══ Extract provided ══

Issue Date: November 29, 2004
FRENCH FIRM REVAMPS CHINESE AROMA PLANT
Rhodia got an eye-opener following its 2000 acquisition of a Chinese producer of the flavor ingredient vanillin. The company that it bought turned out to be putting its workers at risk, trampling on Chinese environmental standards, and ignoring an international agreement banning the use of benzene as a solvent.
He says his company bought the operation, Ruohai Fine Chemicals in Xuebao, Zhejiang, as a means to establish itself in China. Although Ruohai was the country's newest vanillin plant, Rhodia managers knew from visiting it several times before the purchase that it was not up to world standards. It had no computers; no documentation; and no health, environmental, and safety policies. But only after they took possession of the unit did they find out how awful it really was. "It's like buying a house," Giannotta says. "You might find some problems during several visits, but it's only when you actually live there that you get the full picture."

═══
══ Information shown ══

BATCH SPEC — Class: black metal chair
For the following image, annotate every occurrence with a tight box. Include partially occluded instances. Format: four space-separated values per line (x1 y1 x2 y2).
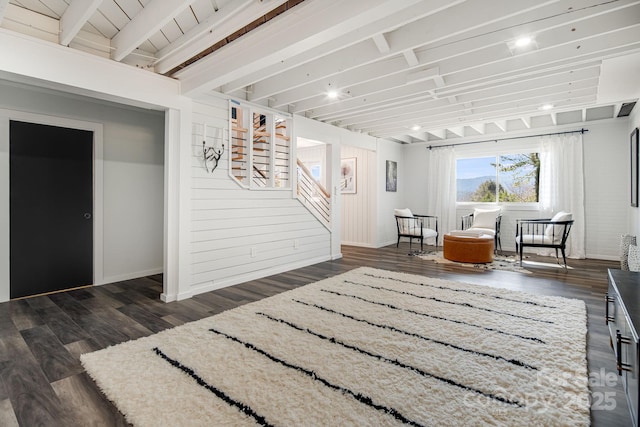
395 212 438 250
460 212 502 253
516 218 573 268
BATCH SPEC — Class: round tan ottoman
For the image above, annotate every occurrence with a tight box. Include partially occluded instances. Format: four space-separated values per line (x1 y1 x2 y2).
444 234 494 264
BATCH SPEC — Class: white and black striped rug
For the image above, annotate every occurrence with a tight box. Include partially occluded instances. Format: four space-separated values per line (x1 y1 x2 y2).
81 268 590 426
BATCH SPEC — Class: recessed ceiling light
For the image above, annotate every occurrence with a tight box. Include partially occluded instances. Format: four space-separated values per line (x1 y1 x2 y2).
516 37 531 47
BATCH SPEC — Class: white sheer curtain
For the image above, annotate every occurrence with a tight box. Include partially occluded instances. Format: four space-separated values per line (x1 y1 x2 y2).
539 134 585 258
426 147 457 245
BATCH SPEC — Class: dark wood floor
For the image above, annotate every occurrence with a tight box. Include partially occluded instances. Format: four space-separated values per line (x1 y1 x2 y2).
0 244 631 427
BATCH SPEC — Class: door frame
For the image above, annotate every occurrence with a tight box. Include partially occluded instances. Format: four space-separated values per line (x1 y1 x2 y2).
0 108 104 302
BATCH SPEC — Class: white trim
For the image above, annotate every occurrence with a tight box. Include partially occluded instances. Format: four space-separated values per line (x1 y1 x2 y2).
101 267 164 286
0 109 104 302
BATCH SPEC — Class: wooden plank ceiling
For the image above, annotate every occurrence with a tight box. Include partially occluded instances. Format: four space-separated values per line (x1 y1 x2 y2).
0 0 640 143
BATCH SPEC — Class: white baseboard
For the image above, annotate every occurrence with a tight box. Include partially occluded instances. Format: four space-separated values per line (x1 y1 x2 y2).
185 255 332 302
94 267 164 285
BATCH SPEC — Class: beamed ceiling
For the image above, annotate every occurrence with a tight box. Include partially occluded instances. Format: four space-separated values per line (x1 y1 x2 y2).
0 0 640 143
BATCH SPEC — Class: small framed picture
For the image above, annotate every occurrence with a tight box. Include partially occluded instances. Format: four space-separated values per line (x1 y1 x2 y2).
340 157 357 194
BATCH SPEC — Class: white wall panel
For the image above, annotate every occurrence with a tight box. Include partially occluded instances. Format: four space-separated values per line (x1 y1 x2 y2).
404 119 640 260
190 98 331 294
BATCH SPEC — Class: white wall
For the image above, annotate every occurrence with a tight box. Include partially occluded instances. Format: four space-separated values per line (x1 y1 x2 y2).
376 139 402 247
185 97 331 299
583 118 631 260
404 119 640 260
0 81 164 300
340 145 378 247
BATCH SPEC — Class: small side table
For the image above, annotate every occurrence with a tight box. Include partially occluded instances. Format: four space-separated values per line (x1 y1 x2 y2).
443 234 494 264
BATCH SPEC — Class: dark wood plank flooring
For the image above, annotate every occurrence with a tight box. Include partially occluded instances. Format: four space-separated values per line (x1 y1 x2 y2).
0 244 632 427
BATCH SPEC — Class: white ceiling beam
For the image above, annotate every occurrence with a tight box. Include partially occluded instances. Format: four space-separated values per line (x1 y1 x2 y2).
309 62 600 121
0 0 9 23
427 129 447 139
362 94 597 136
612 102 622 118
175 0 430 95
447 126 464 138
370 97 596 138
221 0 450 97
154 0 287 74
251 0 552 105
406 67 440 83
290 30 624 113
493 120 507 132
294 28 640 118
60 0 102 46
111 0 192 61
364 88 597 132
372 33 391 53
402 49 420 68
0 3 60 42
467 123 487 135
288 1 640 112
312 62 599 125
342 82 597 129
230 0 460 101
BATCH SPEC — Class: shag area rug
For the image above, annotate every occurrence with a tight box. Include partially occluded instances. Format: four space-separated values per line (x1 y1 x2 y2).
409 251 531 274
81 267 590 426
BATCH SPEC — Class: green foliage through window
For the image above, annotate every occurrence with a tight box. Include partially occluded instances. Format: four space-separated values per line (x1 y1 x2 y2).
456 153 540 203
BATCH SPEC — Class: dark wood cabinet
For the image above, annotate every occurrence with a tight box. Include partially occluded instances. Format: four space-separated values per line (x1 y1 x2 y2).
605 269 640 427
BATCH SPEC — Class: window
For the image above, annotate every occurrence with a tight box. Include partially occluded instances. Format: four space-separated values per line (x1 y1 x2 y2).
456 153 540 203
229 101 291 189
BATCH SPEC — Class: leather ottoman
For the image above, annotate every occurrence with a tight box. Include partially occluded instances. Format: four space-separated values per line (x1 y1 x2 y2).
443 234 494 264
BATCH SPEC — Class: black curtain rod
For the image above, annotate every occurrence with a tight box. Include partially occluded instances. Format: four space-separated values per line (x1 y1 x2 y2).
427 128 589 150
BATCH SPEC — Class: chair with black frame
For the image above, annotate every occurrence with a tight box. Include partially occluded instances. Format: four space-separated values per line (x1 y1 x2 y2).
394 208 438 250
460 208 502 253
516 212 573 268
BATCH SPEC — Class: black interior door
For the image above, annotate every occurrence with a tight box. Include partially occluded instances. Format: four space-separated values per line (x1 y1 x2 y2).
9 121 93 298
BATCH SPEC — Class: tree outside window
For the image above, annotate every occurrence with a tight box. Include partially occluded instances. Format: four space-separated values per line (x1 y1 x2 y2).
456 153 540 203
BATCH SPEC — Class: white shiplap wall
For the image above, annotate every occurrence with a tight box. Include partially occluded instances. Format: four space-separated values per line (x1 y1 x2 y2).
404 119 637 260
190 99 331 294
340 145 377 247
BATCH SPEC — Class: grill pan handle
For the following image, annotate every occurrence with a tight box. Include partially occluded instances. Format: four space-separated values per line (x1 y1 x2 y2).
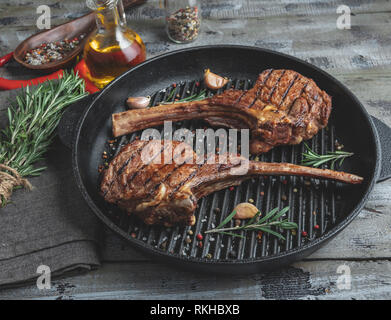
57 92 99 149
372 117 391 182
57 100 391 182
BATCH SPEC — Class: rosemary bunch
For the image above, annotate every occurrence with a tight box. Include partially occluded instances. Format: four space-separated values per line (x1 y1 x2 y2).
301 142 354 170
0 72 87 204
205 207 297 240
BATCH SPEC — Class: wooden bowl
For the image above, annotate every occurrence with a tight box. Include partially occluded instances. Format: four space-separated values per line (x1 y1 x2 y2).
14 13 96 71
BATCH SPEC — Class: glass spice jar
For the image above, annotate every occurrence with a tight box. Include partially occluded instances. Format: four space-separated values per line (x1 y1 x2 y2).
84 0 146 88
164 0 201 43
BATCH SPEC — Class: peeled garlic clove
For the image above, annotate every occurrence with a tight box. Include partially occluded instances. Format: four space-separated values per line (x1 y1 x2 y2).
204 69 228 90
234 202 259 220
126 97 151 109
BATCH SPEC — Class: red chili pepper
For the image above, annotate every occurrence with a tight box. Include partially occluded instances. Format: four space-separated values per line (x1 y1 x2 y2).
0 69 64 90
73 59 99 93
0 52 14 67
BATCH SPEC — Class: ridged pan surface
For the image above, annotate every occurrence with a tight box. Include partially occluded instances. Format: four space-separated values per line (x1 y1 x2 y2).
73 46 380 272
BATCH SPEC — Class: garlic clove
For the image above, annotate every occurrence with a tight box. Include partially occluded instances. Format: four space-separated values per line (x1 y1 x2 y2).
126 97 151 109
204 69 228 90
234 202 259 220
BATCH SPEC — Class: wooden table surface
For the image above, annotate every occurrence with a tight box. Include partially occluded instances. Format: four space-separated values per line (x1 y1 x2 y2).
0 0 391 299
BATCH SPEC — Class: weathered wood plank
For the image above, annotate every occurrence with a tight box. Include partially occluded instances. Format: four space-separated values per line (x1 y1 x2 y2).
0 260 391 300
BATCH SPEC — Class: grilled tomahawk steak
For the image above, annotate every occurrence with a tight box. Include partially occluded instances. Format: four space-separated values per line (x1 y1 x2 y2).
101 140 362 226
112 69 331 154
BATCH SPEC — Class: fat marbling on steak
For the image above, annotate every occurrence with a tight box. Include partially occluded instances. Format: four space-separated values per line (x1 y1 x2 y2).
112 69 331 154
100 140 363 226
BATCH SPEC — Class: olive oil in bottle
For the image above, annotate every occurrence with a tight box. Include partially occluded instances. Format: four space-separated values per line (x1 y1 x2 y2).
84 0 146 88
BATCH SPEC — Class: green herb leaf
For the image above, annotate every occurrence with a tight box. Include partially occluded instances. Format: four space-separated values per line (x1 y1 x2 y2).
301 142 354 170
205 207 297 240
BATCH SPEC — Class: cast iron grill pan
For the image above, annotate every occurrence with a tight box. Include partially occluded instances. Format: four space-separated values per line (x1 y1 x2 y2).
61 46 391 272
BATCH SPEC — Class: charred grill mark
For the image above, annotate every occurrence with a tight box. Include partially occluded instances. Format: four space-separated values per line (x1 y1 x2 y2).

═══

What the task requires:
Transcribe everything in the article on Rhodia's Chinese vanillin plant from "Issue Date: November" down to "as a solvent.". These entries were drawn from a separate source and have no connection to the article.

Answer space:
Issue Date: November 29, 2004
FRENCH FIRM REVAMPS CHINESE AROMA PLANT
Rhodia got an eye-opener following its 2000 acquisition of a Chinese producer of the flavor ingredient vanillin. The company that it bought turned out to be putting its workers at risk, trampling on Chinese environmental standards, and ignoring an international agreement banning the use of benzene as a solvent.